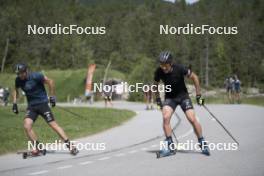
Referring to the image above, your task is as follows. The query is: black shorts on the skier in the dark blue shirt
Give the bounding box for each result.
[26,103,54,123]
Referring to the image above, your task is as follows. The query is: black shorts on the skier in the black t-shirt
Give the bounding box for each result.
[163,96,193,112]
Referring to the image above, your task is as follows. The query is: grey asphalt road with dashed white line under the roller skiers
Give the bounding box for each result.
[0,102,264,176]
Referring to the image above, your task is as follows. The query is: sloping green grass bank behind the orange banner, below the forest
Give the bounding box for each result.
[0,67,125,101]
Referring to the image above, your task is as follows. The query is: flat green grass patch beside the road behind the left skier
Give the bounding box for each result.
[0,107,135,154]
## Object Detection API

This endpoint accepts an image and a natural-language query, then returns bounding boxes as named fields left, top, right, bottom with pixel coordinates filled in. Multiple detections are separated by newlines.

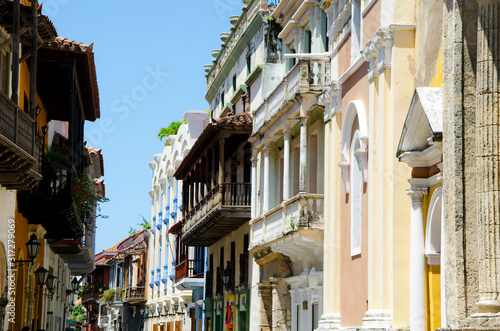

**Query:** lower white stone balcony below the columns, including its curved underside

left=250, top=193, right=324, bottom=261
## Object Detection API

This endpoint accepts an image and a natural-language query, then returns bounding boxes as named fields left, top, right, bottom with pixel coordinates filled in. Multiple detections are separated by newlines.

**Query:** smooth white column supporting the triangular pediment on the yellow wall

left=406, top=186, right=427, bottom=331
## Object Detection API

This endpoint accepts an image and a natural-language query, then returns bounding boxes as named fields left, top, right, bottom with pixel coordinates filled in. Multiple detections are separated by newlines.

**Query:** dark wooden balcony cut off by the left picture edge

left=0, top=92, right=42, bottom=190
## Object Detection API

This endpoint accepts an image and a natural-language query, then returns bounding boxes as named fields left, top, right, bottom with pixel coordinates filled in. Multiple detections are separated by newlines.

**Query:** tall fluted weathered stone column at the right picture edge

left=476, top=0, right=500, bottom=313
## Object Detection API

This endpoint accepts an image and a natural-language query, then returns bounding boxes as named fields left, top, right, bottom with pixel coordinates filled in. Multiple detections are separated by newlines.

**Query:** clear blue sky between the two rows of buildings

left=47, top=0, right=239, bottom=252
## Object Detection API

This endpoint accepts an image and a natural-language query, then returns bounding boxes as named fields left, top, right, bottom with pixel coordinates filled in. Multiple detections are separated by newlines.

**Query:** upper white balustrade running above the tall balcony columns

left=253, top=59, right=330, bottom=133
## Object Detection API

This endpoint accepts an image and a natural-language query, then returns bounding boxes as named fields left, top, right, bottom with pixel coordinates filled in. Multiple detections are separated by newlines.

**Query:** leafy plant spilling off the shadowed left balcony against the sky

left=71, top=175, right=109, bottom=236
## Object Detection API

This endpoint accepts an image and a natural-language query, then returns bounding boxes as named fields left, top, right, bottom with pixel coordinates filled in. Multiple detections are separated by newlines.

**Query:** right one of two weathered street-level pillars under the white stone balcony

left=270, top=278, right=291, bottom=331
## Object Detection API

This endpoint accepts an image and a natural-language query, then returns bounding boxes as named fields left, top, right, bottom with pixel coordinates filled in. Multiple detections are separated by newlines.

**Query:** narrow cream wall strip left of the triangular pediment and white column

left=386, top=29, right=415, bottom=327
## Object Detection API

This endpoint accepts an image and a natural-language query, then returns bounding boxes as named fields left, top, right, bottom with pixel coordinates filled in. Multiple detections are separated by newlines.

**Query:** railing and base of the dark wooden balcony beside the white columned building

left=182, top=183, right=251, bottom=246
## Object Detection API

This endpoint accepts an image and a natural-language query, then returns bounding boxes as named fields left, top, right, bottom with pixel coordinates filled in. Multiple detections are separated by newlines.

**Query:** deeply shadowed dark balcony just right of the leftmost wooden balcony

left=17, top=162, right=83, bottom=239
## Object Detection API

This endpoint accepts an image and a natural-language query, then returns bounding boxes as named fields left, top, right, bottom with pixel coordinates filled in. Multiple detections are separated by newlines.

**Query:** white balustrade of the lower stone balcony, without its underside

left=250, top=193, right=324, bottom=247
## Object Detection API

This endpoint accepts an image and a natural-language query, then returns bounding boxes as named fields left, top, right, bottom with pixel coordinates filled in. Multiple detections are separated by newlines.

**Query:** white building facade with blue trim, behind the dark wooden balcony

left=147, top=111, right=210, bottom=330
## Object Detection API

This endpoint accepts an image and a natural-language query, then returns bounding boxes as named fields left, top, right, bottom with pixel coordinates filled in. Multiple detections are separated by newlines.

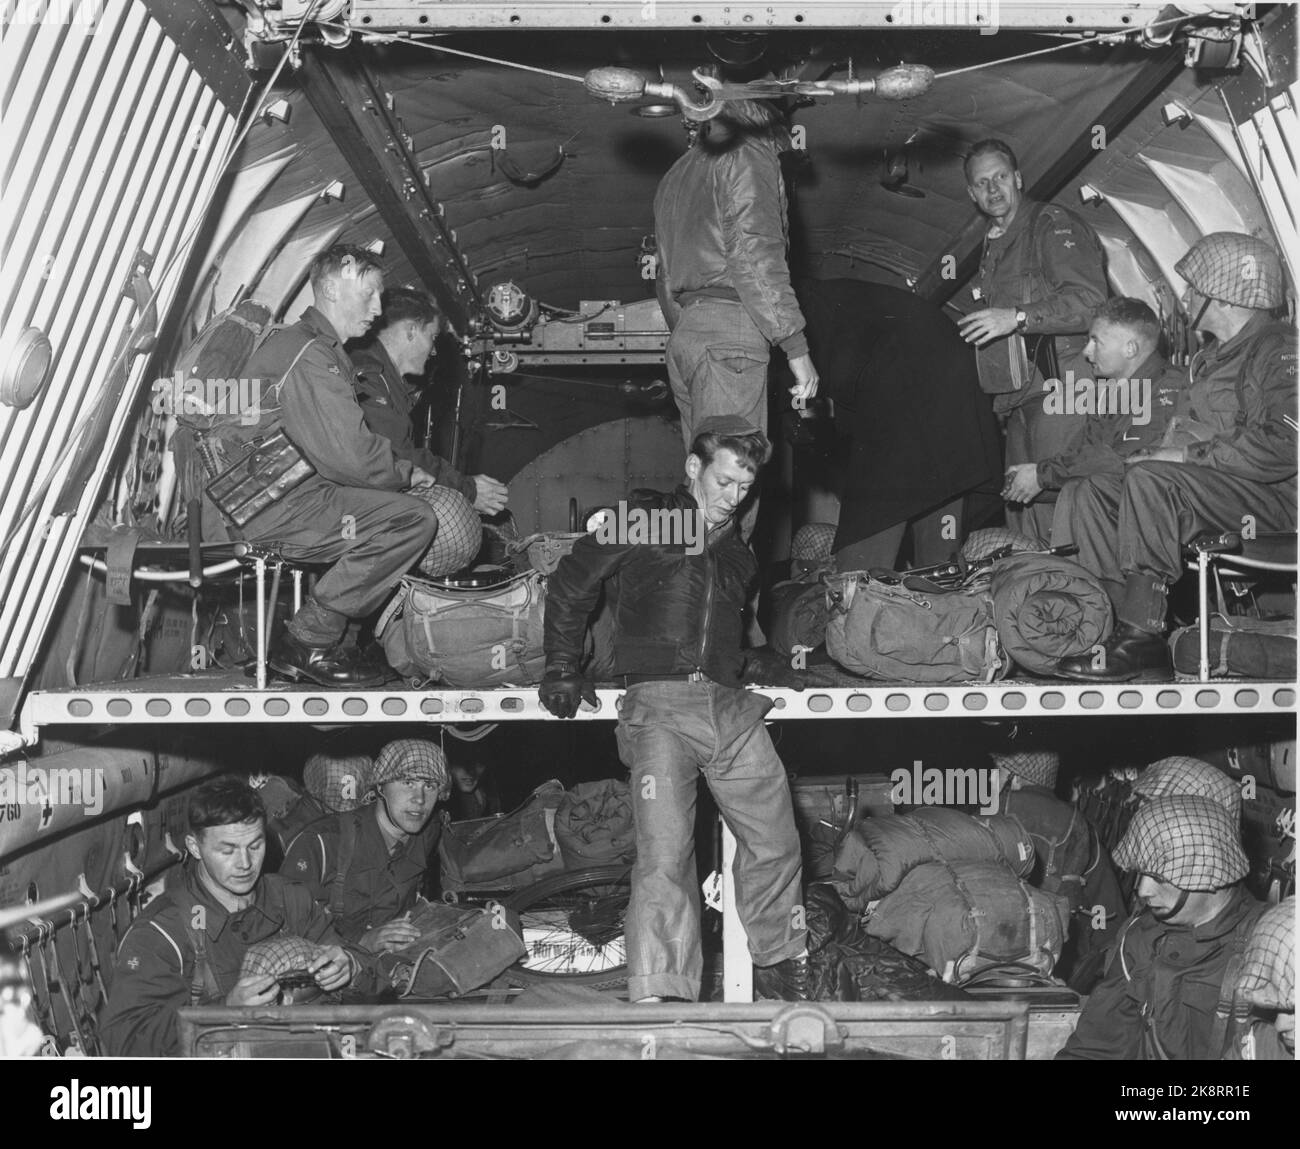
══════════
- Assignment
For this exercise, print all of the entries exactly as they appear, but without pictures.

- Output
Referring to the image above, your task is as follows. The query is: black shorts on the skier in the dark blue shirt
Give the bounding box for each result.
[26,103,54,123]
Referring to the image above, your task is as follows. The query is: black shorts on the skier in the black t-shirt
Give the bounding box for each result.
[163,96,193,112]
Referring to the image above, your task is as follows. The query is: grey asphalt road with dashed white line under the roller skiers
Give the bounding box for each result.
[0,102,264,176]
Referring to the image above, your task is as follows. The query is: sloping green grass bank behind the orange banner, below the forest
Give the bounding box for each result.
[0,67,125,101]
Referring to the image above, your task is as follows. The query is: flat green grass patch beside the road behind the left skier
Give the bounding box for each result.
[0,107,135,154]
## Object Detection API

This endpoint accepts an image and a natural-language query, then returns bounding boxes as named fields left, top, right, bottom with pixel coordinates filled in. Multiple detections are separated by newlines.


**Query:** lower white stone balcony below the columns, including its curved underside

left=250, top=193, right=324, bottom=261
## Object Detection API

This endpoint accepts an image and a natural-language query, then returns bounding boxes as named fields left, top, right, bottom with pixel coordinates filled in. Multiple detections are separated by newlines.

**Query:** smooth white column supporting the triangular pediment on the yellow wall

left=406, top=186, right=427, bottom=331
## Object Detection API

This endpoint accepts an image and a natural-language query, then returns bounding boxes as named fields left, top, right, bottom with pixel coordinates filled in. Multiple detections are separated by newlines.

**Query:** dark wooden balcony cut off by the left picture edge

left=0, top=92, right=42, bottom=190
## Object Detection API

This endpoint accepts an image and a natural-language query, then returns bounding boxes as named fields left, top, right, bottom with pixel coordinates filled in. Multiple detections are separated by newlines.

**Query:** tall fluted weathered stone column at the right picture edge

left=476, top=0, right=500, bottom=313
## Object Detection API

This endpoint accepts an image and a natural-language query, then returns bounding boxes as named fields left, top, right, bottom with pixel coordinates filled in. Multiple detections are separated by newlines.

**Query:** clear blue sky between the two rows of buildings

left=47, top=0, right=239, bottom=252
## Object Detection API

This endpoint accepts an image and a natural-language query, then returns bounding boxes as named fields left, top, right, bottom with pixel coordinates filled in. Multiple detections are separated by newlines.

**Query:** upper white balustrade running above the tall balcony columns

left=253, top=59, right=330, bottom=133
## Object Detection API

This endpoint accepts an image and a natural-language query, then returns bounding boxes as named fields left, top, right, bottom with pixel coordinates filled in. Multiple detections are separated by newlines.

**Query:** leafy plant spilling off the shadowed left balcony against the sky

left=71, top=175, right=109, bottom=236
## Object Detection API

This endpoint accepts an image and a natural-language query, then returns bounding boxes as named fields left, top, right, bottom with pixel coordinates filled in. Multiple detections are separated by newlines.

**Query:** right one of two weathered street-level pillars under the white stone balcony

left=270, top=278, right=291, bottom=331
## Object Detection API

This endpoint accepts an image and a natural-language query, then returns bounding boxes as named fields left, top, right, bottom with pixel coordinates filled in. Multiple detections are separated by newlines.

**Query:** narrow cream wall strip left of the triangular pediment and white column

left=386, top=29, right=415, bottom=327
## Object Detection API

This endpoint accepts an image and a natural-language query, then returns bounding boxes as named fields left, top, right, bottom with pixel coordinates filled in. Multiple detections are separated by newlines.

**Query:** railing and base of the dark wooden balcony beside the white columned building

left=182, top=183, right=251, bottom=246
## Object Detection API

This endpoint accepts an image and a natural-language query, then returns bounding boxes as named fields left, top, right, bottom with pixel coordinates filled in. Multiple detections are separated by newlines.

**Query:** deeply shadowed dark balcony just right of the leftmost wooden balcony

left=17, top=162, right=83, bottom=239
## Object Detection API

This endpoint accepts an image and a natural-language query, then returns bounding boxes as named fields left, top, right, bottom with pixel coordinates filled in. Multiple detections are separated by newlines.

**Query:** white balustrade of the lower stone balcony, without its underside

left=250, top=193, right=324, bottom=247
## Object Detection API

This endpoint accepts an image and a natural-language query, then returns bounding boxes as named fields left, top, right, bottom with pixel coordinates filled in. Multiple detections are separated by newlines.

**Query:** white building facade with blue trim, behind the dark wooden balcony

left=147, top=111, right=210, bottom=330
## Object Detection API

This endpoint accepts an image and a natural-language query, then returns bounding boxes as named fields left, top, right, bottom with pixel coordinates filled in. Multiple detections are separated by newlines.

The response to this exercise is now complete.